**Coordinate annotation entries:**
┄┄┄┄┄┄┄┄┄┄
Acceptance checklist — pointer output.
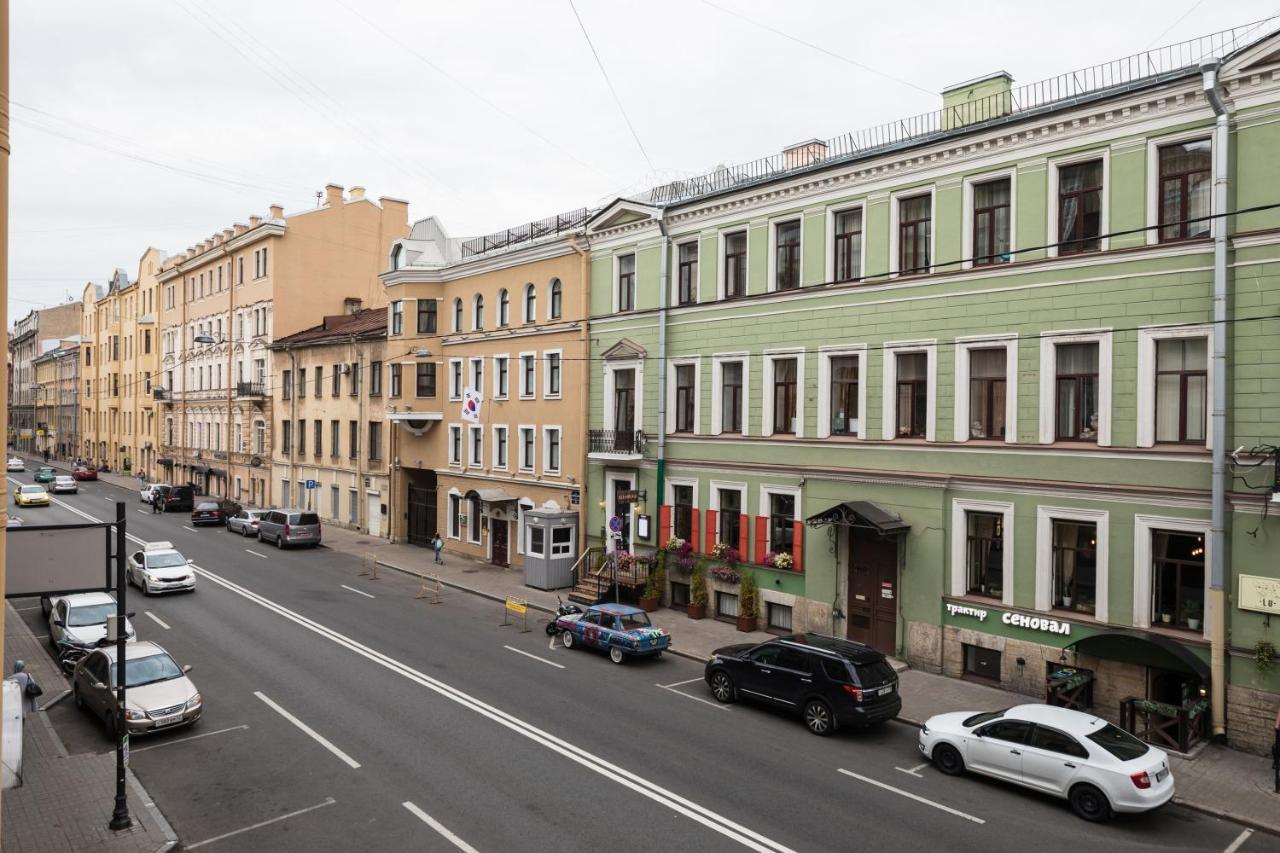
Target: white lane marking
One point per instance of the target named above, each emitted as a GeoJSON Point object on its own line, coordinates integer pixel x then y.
{"type": "Point", "coordinates": [1239, 842]}
{"type": "Point", "coordinates": [439, 828]}
{"type": "Point", "coordinates": [910, 796]}
{"type": "Point", "coordinates": [671, 689]}
{"type": "Point", "coordinates": [202, 734]}
{"type": "Point", "coordinates": [540, 660]}
{"type": "Point", "coordinates": [319, 738]}
{"type": "Point", "coordinates": [329, 801]}
{"type": "Point", "coordinates": [714, 821]}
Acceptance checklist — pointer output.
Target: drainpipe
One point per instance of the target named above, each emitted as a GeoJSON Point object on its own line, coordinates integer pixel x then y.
{"type": "Point", "coordinates": [1215, 95]}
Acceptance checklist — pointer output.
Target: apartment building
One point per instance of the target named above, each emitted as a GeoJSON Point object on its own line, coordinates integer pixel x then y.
{"type": "Point", "coordinates": [119, 360]}
{"type": "Point", "coordinates": [332, 450]}
{"type": "Point", "coordinates": [222, 305]}
{"type": "Point", "coordinates": [502, 316]}
{"type": "Point", "coordinates": [945, 386]}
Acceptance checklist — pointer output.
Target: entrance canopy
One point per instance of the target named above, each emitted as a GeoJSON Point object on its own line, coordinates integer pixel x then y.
{"type": "Point", "coordinates": [860, 514]}
{"type": "Point", "coordinates": [1143, 649]}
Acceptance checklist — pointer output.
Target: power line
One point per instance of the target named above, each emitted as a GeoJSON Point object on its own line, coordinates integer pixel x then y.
{"type": "Point", "coordinates": [609, 82]}
{"type": "Point", "coordinates": [818, 48]}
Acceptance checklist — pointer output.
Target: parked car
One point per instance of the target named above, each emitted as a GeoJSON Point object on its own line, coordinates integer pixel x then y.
{"type": "Point", "coordinates": [159, 693]}
{"type": "Point", "coordinates": [245, 521]}
{"type": "Point", "coordinates": [80, 620]}
{"type": "Point", "coordinates": [289, 528]}
{"type": "Point", "coordinates": [622, 630]}
{"type": "Point", "coordinates": [206, 512]}
{"type": "Point", "coordinates": [31, 496]}
{"type": "Point", "coordinates": [159, 568]}
{"type": "Point", "coordinates": [1096, 766]}
{"type": "Point", "coordinates": [830, 682]}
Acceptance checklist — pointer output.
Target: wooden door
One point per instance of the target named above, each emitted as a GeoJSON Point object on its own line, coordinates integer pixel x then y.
{"type": "Point", "coordinates": [873, 591]}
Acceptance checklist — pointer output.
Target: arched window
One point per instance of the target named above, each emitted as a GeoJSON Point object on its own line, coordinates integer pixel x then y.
{"type": "Point", "coordinates": [557, 297]}
{"type": "Point", "coordinates": [530, 302]}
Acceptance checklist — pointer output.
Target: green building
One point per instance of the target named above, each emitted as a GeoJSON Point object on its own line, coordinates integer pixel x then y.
{"type": "Point", "coordinates": [960, 369]}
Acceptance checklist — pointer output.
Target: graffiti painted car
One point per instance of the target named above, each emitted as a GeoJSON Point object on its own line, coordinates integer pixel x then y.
{"type": "Point", "coordinates": [620, 629]}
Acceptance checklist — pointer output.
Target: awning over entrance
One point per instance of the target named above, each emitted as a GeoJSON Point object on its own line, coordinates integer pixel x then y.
{"type": "Point", "coordinates": [860, 514]}
{"type": "Point", "coordinates": [1143, 649]}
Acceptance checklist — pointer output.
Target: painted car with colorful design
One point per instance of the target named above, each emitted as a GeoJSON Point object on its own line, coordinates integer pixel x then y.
{"type": "Point", "coordinates": [620, 629]}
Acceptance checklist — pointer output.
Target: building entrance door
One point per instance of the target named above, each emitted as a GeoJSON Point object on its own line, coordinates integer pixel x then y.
{"type": "Point", "coordinates": [873, 589]}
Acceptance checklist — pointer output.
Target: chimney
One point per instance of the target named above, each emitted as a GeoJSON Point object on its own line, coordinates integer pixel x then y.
{"type": "Point", "coordinates": [977, 100]}
{"type": "Point", "coordinates": [803, 154]}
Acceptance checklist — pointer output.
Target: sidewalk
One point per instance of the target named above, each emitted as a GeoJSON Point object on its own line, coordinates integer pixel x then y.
{"type": "Point", "coordinates": [65, 802]}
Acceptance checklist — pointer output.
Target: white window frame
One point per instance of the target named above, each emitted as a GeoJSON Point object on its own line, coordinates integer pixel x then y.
{"type": "Point", "coordinates": [888, 409]}
{"type": "Point", "coordinates": [696, 364]}
{"type": "Point", "coordinates": [1143, 525]}
{"type": "Point", "coordinates": [1146, 392]}
{"type": "Point", "coordinates": [824, 355]}
{"type": "Point", "coordinates": [1050, 341]}
{"type": "Point", "coordinates": [1006, 341]}
{"type": "Point", "coordinates": [960, 539]}
{"type": "Point", "coordinates": [967, 226]}
{"type": "Point", "coordinates": [1045, 519]}
{"type": "Point", "coordinates": [895, 201]}
{"type": "Point", "coordinates": [718, 360]}
{"type": "Point", "coordinates": [767, 389]}
{"type": "Point", "coordinates": [1072, 159]}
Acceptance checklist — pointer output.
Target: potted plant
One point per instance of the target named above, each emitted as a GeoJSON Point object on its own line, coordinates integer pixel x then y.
{"type": "Point", "coordinates": [698, 592]}
{"type": "Point", "coordinates": [748, 603]}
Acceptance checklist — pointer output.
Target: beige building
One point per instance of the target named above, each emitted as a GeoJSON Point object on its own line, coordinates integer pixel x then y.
{"type": "Point", "coordinates": [503, 315]}
{"type": "Point", "coordinates": [330, 420]}
{"type": "Point", "coordinates": [119, 360]}
{"type": "Point", "coordinates": [222, 305]}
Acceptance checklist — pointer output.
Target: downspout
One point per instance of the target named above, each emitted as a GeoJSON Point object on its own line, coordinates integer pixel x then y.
{"type": "Point", "coordinates": [1215, 95]}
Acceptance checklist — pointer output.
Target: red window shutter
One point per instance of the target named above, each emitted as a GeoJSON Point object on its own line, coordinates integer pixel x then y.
{"type": "Point", "coordinates": [798, 544]}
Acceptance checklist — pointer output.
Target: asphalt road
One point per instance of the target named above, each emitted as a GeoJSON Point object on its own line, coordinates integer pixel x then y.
{"type": "Point", "coordinates": [343, 714]}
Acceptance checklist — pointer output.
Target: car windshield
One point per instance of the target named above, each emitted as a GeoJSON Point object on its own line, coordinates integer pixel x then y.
{"type": "Point", "coordinates": [1119, 743]}
{"type": "Point", "coordinates": [90, 615]}
{"type": "Point", "coordinates": [147, 670]}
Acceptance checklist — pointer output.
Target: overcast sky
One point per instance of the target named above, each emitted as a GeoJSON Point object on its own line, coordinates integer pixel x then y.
{"type": "Point", "coordinates": [141, 123]}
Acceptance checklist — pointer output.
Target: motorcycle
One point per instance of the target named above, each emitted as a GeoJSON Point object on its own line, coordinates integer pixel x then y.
{"type": "Point", "coordinates": [562, 609]}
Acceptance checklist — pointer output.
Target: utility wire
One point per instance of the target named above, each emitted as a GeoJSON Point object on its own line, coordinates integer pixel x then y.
{"type": "Point", "coordinates": [609, 82]}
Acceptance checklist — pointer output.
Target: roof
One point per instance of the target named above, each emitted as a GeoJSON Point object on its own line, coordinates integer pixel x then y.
{"type": "Point", "coordinates": [368, 323]}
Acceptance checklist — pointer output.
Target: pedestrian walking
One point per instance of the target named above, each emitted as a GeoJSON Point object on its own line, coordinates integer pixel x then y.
{"type": "Point", "coordinates": [30, 689]}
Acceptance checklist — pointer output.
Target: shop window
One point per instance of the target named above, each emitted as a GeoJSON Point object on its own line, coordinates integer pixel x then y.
{"type": "Point", "coordinates": [981, 664]}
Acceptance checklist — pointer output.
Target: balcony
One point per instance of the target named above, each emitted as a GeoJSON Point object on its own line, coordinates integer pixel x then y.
{"type": "Point", "coordinates": [616, 445]}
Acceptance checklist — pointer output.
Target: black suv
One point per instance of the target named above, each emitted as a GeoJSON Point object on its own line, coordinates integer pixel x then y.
{"type": "Point", "coordinates": [831, 682]}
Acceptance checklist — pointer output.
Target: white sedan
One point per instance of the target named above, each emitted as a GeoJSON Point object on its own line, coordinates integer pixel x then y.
{"type": "Point", "coordinates": [1098, 767]}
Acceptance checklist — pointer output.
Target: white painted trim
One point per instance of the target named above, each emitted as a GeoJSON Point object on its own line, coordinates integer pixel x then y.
{"type": "Point", "coordinates": [824, 356]}
{"type": "Point", "coordinates": [1146, 391]}
{"type": "Point", "coordinates": [960, 542]}
{"type": "Point", "coordinates": [1045, 518]}
{"type": "Point", "coordinates": [1009, 343]}
{"type": "Point", "coordinates": [1050, 341]}
{"type": "Point", "coordinates": [888, 409]}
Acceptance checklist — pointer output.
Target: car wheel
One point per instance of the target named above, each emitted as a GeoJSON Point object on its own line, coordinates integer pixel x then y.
{"type": "Point", "coordinates": [947, 760]}
{"type": "Point", "coordinates": [817, 717]}
{"type": "Point", "coordinates": [722, 688]}
{"type": "Point", "coordinates": [1089, 803]}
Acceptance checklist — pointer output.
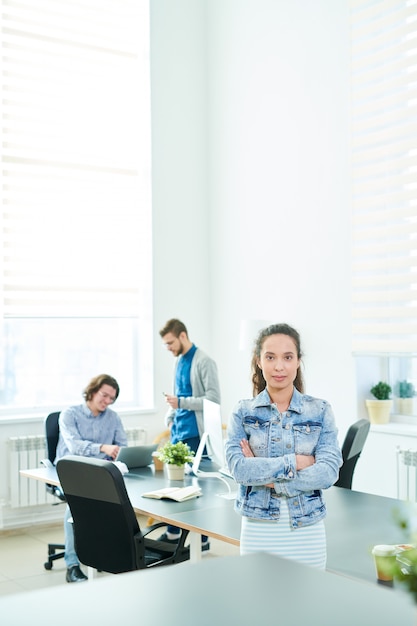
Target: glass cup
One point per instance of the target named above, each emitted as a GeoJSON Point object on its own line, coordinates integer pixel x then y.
{"type": "Point", "coordinates": [385, 557]}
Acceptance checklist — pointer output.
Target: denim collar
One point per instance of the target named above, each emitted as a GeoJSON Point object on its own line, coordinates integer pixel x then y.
{"type": "Point", "coordinates": [296, 404]}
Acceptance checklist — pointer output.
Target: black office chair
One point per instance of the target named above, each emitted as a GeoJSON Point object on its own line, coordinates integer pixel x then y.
{"type": "Point", "coordinates": [55, 550]}
{"type": "Point", "coordinates": [351, 451]}
{"type": "Point", "coordinates": [106, 531]}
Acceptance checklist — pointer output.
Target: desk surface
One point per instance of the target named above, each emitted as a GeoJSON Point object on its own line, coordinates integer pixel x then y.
{"type": "Point", "coordinates": [219, 591]}
{"type": "Point", "coordinates": [355, 521]}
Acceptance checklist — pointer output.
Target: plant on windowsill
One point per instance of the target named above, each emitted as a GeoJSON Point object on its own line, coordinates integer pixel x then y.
{"type": "Point", "coordinates": [175, 456]}
{"type": "Point", "coordinates": [379, 409]}
{"type": "Point", "coordinates": [405, 392]}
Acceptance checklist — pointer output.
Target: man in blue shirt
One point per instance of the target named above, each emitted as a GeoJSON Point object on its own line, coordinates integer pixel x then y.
{"type": "Point", "coordinates": [89, 429]}
{"type": "Point", "coordinates": [195, 379]}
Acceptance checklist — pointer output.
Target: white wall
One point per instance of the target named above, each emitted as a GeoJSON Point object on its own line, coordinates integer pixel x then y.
{"type": "Point", "coordinates": [279, 185]}
{"type": "Point", "coordinates": [250, 188]}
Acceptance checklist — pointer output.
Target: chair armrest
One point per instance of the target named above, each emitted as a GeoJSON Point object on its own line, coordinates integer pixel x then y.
{"type": "Point", "coordinates": [183, 536]}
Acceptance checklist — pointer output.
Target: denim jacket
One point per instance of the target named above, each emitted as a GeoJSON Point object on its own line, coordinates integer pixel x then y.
{"type": "Point", "coordinates": [307, 427]}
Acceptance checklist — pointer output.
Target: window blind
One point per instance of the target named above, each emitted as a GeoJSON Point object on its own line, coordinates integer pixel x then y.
{"type": "Point", "coordinates": [384, 175]}
{"type": "Point", "coordinates": [75, 158]}
{"type": "Point", "coordinates": [75, 218]}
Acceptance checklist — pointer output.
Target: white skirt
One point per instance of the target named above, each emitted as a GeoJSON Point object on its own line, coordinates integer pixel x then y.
{"type": "Point", "coordinates": [306, 544]}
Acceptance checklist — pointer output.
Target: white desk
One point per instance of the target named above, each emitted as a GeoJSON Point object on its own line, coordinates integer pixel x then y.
{"type": "Point", "coordinates": [243, 591]}
{"type": "Point", "coordinates": [355, 521]}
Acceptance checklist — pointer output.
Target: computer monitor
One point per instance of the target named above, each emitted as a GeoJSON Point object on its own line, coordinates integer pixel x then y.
{"type": "Point", "coordinates": [212, 446]}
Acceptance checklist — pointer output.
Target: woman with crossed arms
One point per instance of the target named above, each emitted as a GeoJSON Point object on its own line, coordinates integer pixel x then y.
{"type": "Point", "coordinates": [282, 450]}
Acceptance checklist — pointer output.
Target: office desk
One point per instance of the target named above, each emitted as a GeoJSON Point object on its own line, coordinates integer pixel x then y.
{"type": "Point", "coordinates": [244, 591]}
{"type": "Point", "coordinates": [355, 521]}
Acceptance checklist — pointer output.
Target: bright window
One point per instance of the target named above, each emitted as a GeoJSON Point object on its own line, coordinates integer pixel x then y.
{"type": "Point", "coordinates": [384, 175]}
{"type": "Point", "coordinates": [76, 273]}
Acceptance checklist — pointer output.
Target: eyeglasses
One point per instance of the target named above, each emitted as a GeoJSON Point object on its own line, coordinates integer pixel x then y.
{"type": "Point", "coordinates": [107, 397]}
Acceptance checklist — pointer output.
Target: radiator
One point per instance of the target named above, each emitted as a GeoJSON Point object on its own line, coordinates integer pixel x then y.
{"type": "Point", "coordinates": [27, 452]}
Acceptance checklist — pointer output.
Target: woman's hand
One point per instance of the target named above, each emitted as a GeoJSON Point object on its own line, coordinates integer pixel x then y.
{"type": "Point", "coordinates": [110, 450]}
{"type": "Point", "coordinates": [304, 460]}
{"type": "Point", "coordinates": [247, 453]}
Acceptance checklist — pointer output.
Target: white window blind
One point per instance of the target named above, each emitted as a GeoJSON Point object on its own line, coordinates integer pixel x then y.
{"type": "Point", "coordinates": [76, 206]}
{"type": "Point", "coordinates": [384, 175]}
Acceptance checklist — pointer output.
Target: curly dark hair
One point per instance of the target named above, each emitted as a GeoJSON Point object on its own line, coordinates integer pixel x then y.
{"type": "Point", "coordinates": [96, 384]}
{"type": "Point", "coordinates": [258, 381]}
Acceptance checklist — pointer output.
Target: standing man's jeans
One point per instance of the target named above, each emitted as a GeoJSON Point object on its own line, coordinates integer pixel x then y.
{"type": "Point", "coordinates": [71, 557]}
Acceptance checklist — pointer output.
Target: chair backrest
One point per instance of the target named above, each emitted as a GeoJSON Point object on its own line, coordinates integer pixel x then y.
{"type": "Point", "coordinates": [351, 451]}
{"type": "Point", "coordinates": [106, 531]}
{"type": "Point", "coordinates": [52, 434]}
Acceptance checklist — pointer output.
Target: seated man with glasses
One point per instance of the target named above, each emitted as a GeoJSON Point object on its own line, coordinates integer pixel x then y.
{"type": "Point", "coordinates": [89, 429]}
┄┄┄┄┄┄┄┄┄┄
**INSTRUCTIONS TO FOLLOW:**
Report every line in the rows above that contains the string "with". Case counts.

**FULL OUTPUT:**
Target: painted car with colorful design
Target: woman with crossed arms
Target: seated man with glasses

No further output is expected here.